## To do:
Gather every line from the records below that contains the word "lily" and copy each one as it appears.

## Given information:
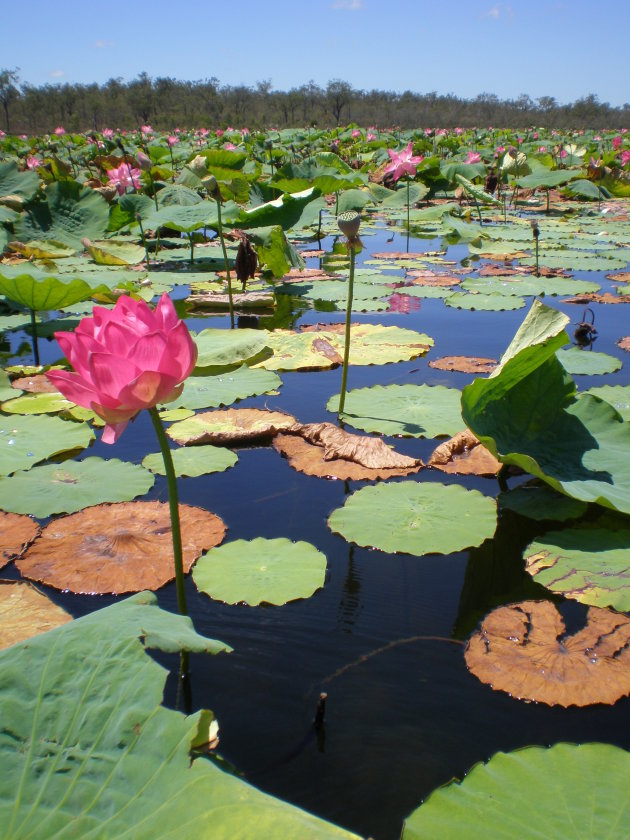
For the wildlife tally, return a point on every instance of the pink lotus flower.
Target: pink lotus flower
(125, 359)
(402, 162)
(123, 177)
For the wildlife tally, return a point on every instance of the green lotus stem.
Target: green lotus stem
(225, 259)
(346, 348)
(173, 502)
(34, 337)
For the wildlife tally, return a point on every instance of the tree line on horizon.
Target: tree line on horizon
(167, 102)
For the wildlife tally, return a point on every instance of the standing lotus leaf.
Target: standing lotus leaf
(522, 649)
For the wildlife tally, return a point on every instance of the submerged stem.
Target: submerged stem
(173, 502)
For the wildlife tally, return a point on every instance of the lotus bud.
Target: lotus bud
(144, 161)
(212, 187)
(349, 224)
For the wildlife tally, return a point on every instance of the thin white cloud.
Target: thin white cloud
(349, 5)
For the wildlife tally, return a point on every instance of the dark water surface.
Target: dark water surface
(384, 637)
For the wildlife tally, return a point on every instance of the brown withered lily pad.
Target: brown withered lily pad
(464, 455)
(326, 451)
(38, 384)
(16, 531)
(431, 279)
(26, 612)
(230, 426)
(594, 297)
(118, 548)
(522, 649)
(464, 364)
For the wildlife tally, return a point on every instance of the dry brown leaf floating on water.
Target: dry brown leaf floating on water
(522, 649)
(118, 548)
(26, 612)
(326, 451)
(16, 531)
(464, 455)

---

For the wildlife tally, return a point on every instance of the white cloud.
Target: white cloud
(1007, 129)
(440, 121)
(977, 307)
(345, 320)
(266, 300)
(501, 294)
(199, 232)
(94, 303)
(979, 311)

## Reply to the exercise:
For the wildlife tally, return a point on every instance of the brown withered lily pad.
Target: brown withered lily pad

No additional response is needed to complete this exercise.